* Задание
Пожалуйста, воспроизведите дословно часть отрывка ниже: от слов «ПОСЛЕСЛОВИЕ РЕДАКТОРА» до слов «женщины-мусульманки в обществе.» включительно.

* Отрывок
+===+

ПОСЛЕСЛОВИЕ РЕДАКТОРА

 

У читателей русского издания книги Б. Учок несомненно появится немало вопросов относительно положения женщин в странах мусульманского Востока, как в прошлом, так и в настоящем. Многим придут на память события антимонархической революции 1979 г. в Иране, массовые демонстрации женщин в черных покрывалах, требовавших сурового наказания шаха и его приспешников и гневно осуждавших американский империализм. Вспомнятся и высказывания ведущих иранских духовных авторитетов по поводу роли и места женщины-мусульманки в обществе.

Как же оценить влияние ислама на судьбу женщины? Превратилась ли она  действительно в затворницу и послушную исполнительницу воли мужчины или ислам принес ей свободу и равенство? В какой степени обращение в ислам изменило ее общественный статус? Эти и подобные вопросы вполне естественно возникают после прочтения интересной книги турецкой исследовательницы, которая попыталась взглянуть на историю мусульманского Востока с новой точки зрения — через судьбу женщины в традиционном мие ислама.

Методика исследования Б. Учок и ее выводы заслуживают особого разговора. Представляя автора, переводчик книги — известный в нашей стране знаток арабоязычных рукописей и специалист по средневековой истории стран Ближнего и Среднего Востока 3. М Буниятов указал, что Б. Учок занималась в Анкаре университете в семинаре М. Ф. Кёпрюлю.

С именем Мехмед Фуада Кёпрюлю (1890—1966) связано зарождение и становление целого направления в турецкой исторической науке, получившего название «национальной концепции». Кёпрюлю и другие приверженцы этого направления провозгласили в 30-х го­дах необходимость более глубокой разработки истории Турции с целью разоблачения субъективистских и тенденциозных взглядов ев­ропейских буржуазных ученых, рассматривавших турок наряду с другими народами Востока в качестве второстепенных народив и преуменьшавших значение их вклада во всемирную историю. Благо­даря работам сторонников «национальной концепции» значительно расширилась источниковедческая база исследований за счет архив­ных материалов, литературных произведений и фольклора, историче­ских источников соседних народов. Изменилась и тематика исследо­ваний: не ограничиваясь более политической историей, турецкие уче­ные начали разработку проблем социальной, экономической, культур­ной и религиозной жизни турецкого общества; наряду с работами по османской истории все больше внимания стало уделяться древ­нейшей истории тюркских народов, этногенезу турок, истории Сельджукидов. Однако в своей борьбе за пересмотр истории страны эти исследователи нередко вставали на позиции крайнего национализма, что ограничивало общую значимость их изысканий.

+===+

* Выдержки из данных

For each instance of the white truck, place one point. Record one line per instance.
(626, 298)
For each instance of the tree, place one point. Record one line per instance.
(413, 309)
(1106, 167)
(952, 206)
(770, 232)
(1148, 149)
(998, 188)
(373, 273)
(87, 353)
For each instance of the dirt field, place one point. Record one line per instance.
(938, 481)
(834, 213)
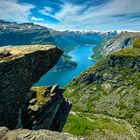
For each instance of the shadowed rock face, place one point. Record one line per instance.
(24, 134)
(45, 108)
(18, 72)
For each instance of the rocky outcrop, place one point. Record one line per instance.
(18, 72)
(24, 134)
(105, 97)
(123, 40)
(45, 108)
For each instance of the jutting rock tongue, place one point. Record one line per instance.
(46, 108)
(18, 72)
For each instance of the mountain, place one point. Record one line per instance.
(12, 33)
(105, 97)
(68, 40)
(122, 40)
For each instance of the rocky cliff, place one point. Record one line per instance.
(24, 134)
(106, 98)
(23, 66)
(118, 42)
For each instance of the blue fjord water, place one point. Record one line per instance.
(81, 55)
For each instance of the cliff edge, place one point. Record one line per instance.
(20, 68)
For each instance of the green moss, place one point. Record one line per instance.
(136, 43)
(91, 126)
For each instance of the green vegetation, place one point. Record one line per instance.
(38, 91)
(5, 53)
(107, 98)
(136, 43)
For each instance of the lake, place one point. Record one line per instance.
(81, 56)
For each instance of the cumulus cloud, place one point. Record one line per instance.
(12, 10)
(36, 19)
(113, 13)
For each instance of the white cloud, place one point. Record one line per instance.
(108, 14)
(13, 11)
(36, 19)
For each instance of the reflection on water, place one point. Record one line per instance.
(81, 56)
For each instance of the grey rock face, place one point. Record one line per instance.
(24, 134)
(46, 112)
(18, 72)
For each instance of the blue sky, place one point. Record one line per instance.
(74, 14)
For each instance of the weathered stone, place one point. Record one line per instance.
(54, 88)
(33, 101)
(49, 111)
(25, 134)
(18, 73)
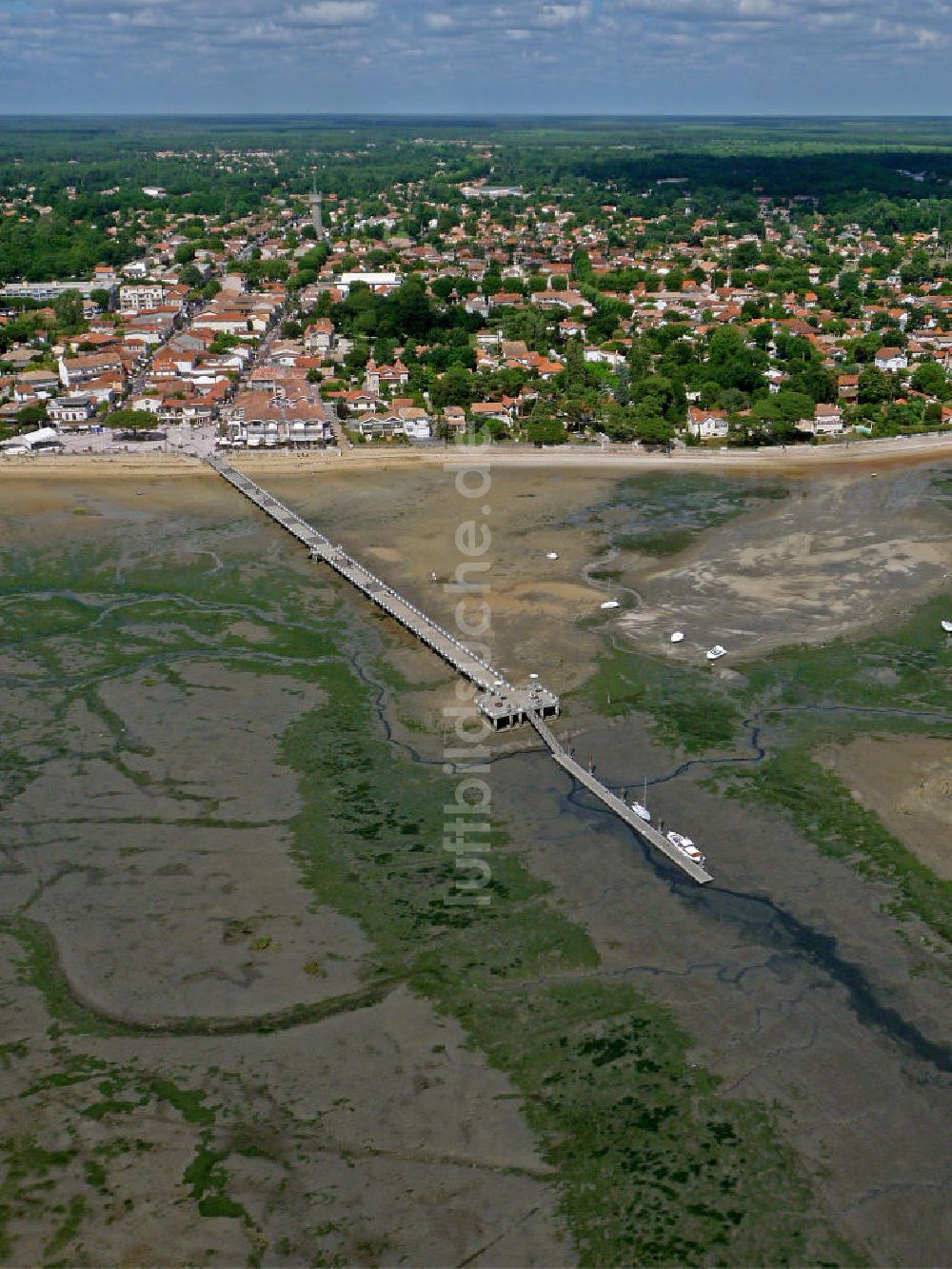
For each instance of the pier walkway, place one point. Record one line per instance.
(501, 704)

+===+

* Полный ответ
ПОСЛЕСЛОВИЕ РЕДАКТОРА

 

У читателей русского издания книги Б. Учок несомненно появится немало вопросов относительно положения женщин в странах мусульманского Востока, как в прошлом, так и в настоящем. Многим придут на память события антимонархической революции 1979 г. в Иране, массовые демонстрации женщин в черных покрывалах, требовавших сурового наказания шаха и его приспешников и гневно осуждавших американский империализм. Вспомнятся и высказывания ведущих иранских духовных авторитетов по поводу роли и места женщины-мусульманки в обществе.